[MATERIAL SUPPLIED Boundary: Start]

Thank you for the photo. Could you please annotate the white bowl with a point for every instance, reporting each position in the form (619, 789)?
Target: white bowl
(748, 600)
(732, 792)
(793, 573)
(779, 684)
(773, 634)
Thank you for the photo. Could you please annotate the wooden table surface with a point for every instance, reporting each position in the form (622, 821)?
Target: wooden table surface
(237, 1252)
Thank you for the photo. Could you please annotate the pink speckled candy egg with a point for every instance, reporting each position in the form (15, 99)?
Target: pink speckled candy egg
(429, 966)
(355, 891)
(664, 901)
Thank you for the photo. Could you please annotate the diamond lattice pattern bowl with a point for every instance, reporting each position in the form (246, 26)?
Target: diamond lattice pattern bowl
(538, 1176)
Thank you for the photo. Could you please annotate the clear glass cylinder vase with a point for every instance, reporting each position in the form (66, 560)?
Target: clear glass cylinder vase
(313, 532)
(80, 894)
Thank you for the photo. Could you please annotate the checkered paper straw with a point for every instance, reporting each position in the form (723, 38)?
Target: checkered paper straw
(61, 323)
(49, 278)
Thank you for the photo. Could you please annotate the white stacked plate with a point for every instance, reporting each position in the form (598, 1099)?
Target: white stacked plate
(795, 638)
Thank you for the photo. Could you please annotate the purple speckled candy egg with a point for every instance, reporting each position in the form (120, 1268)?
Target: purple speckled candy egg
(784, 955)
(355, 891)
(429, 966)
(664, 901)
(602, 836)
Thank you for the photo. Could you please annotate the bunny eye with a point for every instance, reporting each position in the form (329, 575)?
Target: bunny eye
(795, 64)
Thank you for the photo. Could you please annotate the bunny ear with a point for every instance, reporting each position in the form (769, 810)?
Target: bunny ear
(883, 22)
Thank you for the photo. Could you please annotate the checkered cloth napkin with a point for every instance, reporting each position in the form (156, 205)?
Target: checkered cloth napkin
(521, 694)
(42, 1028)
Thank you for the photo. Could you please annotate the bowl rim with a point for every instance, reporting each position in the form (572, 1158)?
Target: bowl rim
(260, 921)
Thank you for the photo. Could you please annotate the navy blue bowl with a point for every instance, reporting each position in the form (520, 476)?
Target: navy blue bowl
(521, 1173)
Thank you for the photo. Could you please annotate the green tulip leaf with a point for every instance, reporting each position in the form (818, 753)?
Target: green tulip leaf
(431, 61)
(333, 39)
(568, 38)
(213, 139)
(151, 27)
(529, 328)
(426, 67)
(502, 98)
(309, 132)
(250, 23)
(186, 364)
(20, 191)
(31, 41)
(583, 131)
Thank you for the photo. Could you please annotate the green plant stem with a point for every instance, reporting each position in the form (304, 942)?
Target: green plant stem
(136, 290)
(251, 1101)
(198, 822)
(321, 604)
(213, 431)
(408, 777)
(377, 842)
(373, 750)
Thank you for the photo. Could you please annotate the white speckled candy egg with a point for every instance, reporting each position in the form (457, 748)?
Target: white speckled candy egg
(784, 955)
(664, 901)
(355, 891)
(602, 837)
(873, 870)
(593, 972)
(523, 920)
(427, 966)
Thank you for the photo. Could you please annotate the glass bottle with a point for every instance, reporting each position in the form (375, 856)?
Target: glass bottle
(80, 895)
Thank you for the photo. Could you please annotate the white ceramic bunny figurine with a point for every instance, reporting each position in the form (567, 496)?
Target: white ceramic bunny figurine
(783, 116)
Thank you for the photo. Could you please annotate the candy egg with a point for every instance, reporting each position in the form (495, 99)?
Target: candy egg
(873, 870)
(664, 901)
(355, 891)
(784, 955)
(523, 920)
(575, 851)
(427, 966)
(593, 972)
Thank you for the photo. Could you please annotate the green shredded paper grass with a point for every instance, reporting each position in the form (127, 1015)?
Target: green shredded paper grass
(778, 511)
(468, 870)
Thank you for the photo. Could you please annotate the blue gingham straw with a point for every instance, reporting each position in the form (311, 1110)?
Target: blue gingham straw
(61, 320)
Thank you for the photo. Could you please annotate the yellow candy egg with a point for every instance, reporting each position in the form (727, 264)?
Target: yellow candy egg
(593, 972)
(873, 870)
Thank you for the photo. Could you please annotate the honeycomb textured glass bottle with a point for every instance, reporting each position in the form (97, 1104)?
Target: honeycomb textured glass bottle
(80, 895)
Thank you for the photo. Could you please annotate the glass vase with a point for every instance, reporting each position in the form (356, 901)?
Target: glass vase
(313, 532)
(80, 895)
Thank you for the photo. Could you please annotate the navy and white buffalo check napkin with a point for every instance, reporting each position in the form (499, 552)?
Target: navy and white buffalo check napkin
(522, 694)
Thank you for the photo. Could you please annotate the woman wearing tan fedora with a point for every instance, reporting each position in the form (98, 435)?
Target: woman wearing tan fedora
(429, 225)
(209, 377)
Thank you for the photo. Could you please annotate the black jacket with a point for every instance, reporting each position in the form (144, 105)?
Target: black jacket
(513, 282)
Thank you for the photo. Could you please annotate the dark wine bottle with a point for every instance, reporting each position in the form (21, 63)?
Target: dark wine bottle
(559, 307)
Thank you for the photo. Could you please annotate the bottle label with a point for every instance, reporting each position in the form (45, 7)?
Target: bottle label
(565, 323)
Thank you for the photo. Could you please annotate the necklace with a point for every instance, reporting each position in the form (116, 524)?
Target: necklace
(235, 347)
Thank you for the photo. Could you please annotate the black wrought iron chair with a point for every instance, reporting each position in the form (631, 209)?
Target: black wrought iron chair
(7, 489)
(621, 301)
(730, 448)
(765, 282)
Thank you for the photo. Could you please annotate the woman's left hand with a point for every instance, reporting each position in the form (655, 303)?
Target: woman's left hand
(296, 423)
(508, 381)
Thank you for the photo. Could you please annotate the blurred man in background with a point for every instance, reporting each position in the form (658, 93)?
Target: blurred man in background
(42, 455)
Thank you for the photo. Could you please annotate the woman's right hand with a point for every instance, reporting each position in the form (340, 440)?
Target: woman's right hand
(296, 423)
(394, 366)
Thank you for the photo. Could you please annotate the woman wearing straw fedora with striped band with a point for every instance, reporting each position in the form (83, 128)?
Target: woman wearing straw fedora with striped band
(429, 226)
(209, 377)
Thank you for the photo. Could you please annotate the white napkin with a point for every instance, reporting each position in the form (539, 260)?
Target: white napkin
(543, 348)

[MATERIAL SUPPLIED Boundary: End]

- AIM OF THE EXERCISE
Without omitting anything, output the entries exactly.

- WRITTEN RESPONSE
Thank you for the photo. Could you please annotate the white bowl with a point for every instance, reporting each position in the form (619, 789)?
Target: white bowl
(748, 600)
(732, 792)
(793, 573)
(779, 684)
(773, 634)
Thank you for the photo. Could you please annotate the wooden table surface with a point for every instance, reporting each position in the form (622, 821)?
Target: wooden table surface
(237, 1252)
Thank you for the photo. Could you please annotate the pink speckled candy egg with a point for every instance, reporting each position in the form (15, 99)?
Target: pink speckled candy egg
(429, 966)
(355, 891)
(664, 901)
Thank you for the photo. Could you please annotate the diamond lattice pattern bowl with a point for every instance, reporting each position in the form (246, 26)?
Target: diamond lattice pattern bowl
(538, 1176)
Thank you for the photo. Could you please annotate the clear glass cylinder vase with a point for every instance, reporting each position in the form (66, 560)?
Target: clear glass cylinder vase
(313, 532)
(80, 894)
Thank you for the photo. Could you please annotate the checkered paper straw with a point for every instance, reporting each position in the form (723, 38)?
Target: checkered paper straw
(61, 323)
(49, 278)
Thank you for the photo. Could you please annotate the white stacked plate with a point for every instance, reporting each position in the form (598, 1099)?
Target: white stacked plate
(795, 638)
Thank you for the photo. Could you please annotate the purple speckled candy egg with a point for every instance, reporting each position in the form (120, 1268)?
Target: purple speckled candy egg
(784, 955)
(355, 891)
(429, 966)
(664, 901)
(602, 836)
Thank you for the photo. Could you please annotate the bunny eye with a point for every instance, reporting each position in the form (329, 575)?
Target: bunny eye
(795, 64)
Thank you for the photo. Could you please annotate the bunny ear with a point for every instance, reporting each position in the form (769, 810)?
Target: bunny ear
(883, 22)
Thank you for the photo. Could you please annotate the checkered cloth napkin with a point for every instance, reporting each position in the form (156, 205)?
Target: checkered cloth napkin
(521, 694)
(42, 1028)
Thank you for the photo. Could you please annotate the bowl rim with a point for every instance, reporting each position in the form (572, 1158)?
Target: bowl rim
(260, 921)
Thank you for the photo. Could you please annotate the navy blue bowl with a point for every instance, reporting each position in the form (520, 476)?
Target: navy blue bowl
(521, 1173)
Thank you for the photo. Could you please annotate the green tulip leaf with a point for every instance, reporting each position in the form (818, 753)?
Target: green tulip leaf
(431, 61)
(333, 39)
(568, 38)
(213, 139)
(151, 27)
(529, 328)
(426, 67)
(502, 98)
(309, 132)
(250, 23)
(186, 364)
(20, 191)
(31, 41)
(583, 131)
Thank you for the photo. Could you please annotate the green plant stem with a point for every instance, reporting each position in the form (304, 942)?
Target: green plant stem
(136, 290)
(251, 1101)
(198, 822)
(321, 604)
(213, 431)
(408, 777)
(377, 842)
(373, 750)
Thank you for the photo. Could you please annotate the white speckled candy egg with a point for every instance, reporting each position in the form (457, 748)?
Target: white speckled candy egg
(784, 955)
(664, 901)
(355, 891)
(602, 837)
(873, 870)
(593, 972)
(523, 920)
(427, 966)
Thank you for the photo. Could you please annotate the glass bottle with a point for every instance, reporting each position in the form (375, 856)?
Target: glass bottle
(80, 895)
Thank you for the photo. Could you please annotate the white ceramic bunny figurine with a point for every instance, reporting each position in the form (567, 496)?
Target: white ceramic bunny figurine
(783, 116)
Thank you for the photo. Could you please annotate the candy egg with a point for every instance, reporting each position in the form (495, 99)?
Target: candy egg
(873, 870)
(664, 901)
(355, 891)
(784, 955)
(523, 920)
(575, 851)
(427, 966)
(593, 972)
Thank you for the photo. Could you please annotate the green shredded paper grass with a point for every instance, reporting each position in the form (127, 1015)?
Target: green shredded paper grass
(778, 511)
(468, 870)
Thank you for the photo. Could you please annotate the blue gingham straw with a point for every instance, reporting each position in the form (311, 1110)?
Target: blue gingham straw
(61, 320)
Thank you for the photo. Could you please annotate the yellow candy egg with a point for every instance, reporting each position in the form (727, 264)?
Target: yellow candy egg
(593, 972)
(873, 870)
Thank you for the photo. Could you please annotate the honeycomb textured glass bottle with a point for every instance, reporting each position in the form (97, 1104)?
Target: honeycomb textured glass bottle
(80, 895)
Thank you for the photo. Could you please annotate the glass vase with a point for every instance, reporting each position in the form (356, 901)?
Target: glass vase
(313, 532)
(80, 895)
Thank you for the photo. Could you please annotate the navy and white buffalo check napkin with a point for every instance, reporting each position in the form (499, 552)?
Target: navy and white buffalo check napkin
(522, 694)
Thank you for the photo. Could you please annotate the woman wearing tan fedora with a point for every instance, reporting each position in the form (98, 435)?
Target: woman wearing tan fedora
(429, 225)
(209, 377)
Thank you for the photo. Could you please annotate the black jacket with a point for every instance, reporting each position in the form (144, 105)?
Target: black jacket
(513, 282)
Thank you for the photo. Could you please annotate the dark wine bottle with a point for every instance, reporting each position in the form (21, 63)?
Target: dark wine bottle
(559, 307)
Thank you for the photo. Could you please annotate the bottle label with a point for every instance, reporting each position in the form (45, 7)?
Target: bottle label
(565, 323)
Thank you for the photo. Could you please annotate the necklace with a point for every instance, reporting each position in the form (116, 524)?
Target: necklace
(235, 347)
Thank you for the photo. Could you please annotate the black wrought iron chair with a point for every instance, reporting each position in the form (631, 209)?
Target: black wrought iron chair
(7, 489)
(621, 301)
(730, 448)
(765, 282)
Thank you for the photo. Could you please annotate the woman's left hand with a point for every instance, reporting each position in the form (655, 303)?
Target: woman's left hand
(296, 423)
(508, 381)
Thank you for the photo. Could you please annotate the blurred man in background with a point for every instance, reporting each position in the form (658, 93)?
Target: blurred man in background
(42, 455)
Thank you for the photo. Could you please annotate the woman's right hand with a point for every instance, reporting each position in the form (340, 440)?
Target: woman's right hand
(296, 423)
(394, 366)
Thank you for the photo. Could you please annotate the woman wearing straw fedora with striped band with a point for every instance, reporting each position in the form (83, 128)?
Target: woman wearing straw fedora with striped band
(429, 226)
(209, 377)
Thank you for the photo. Could you please annotate the white napkin with a point for every instance, reporting each position in the form (539, 260)?
Target: white napkin
(543, 348)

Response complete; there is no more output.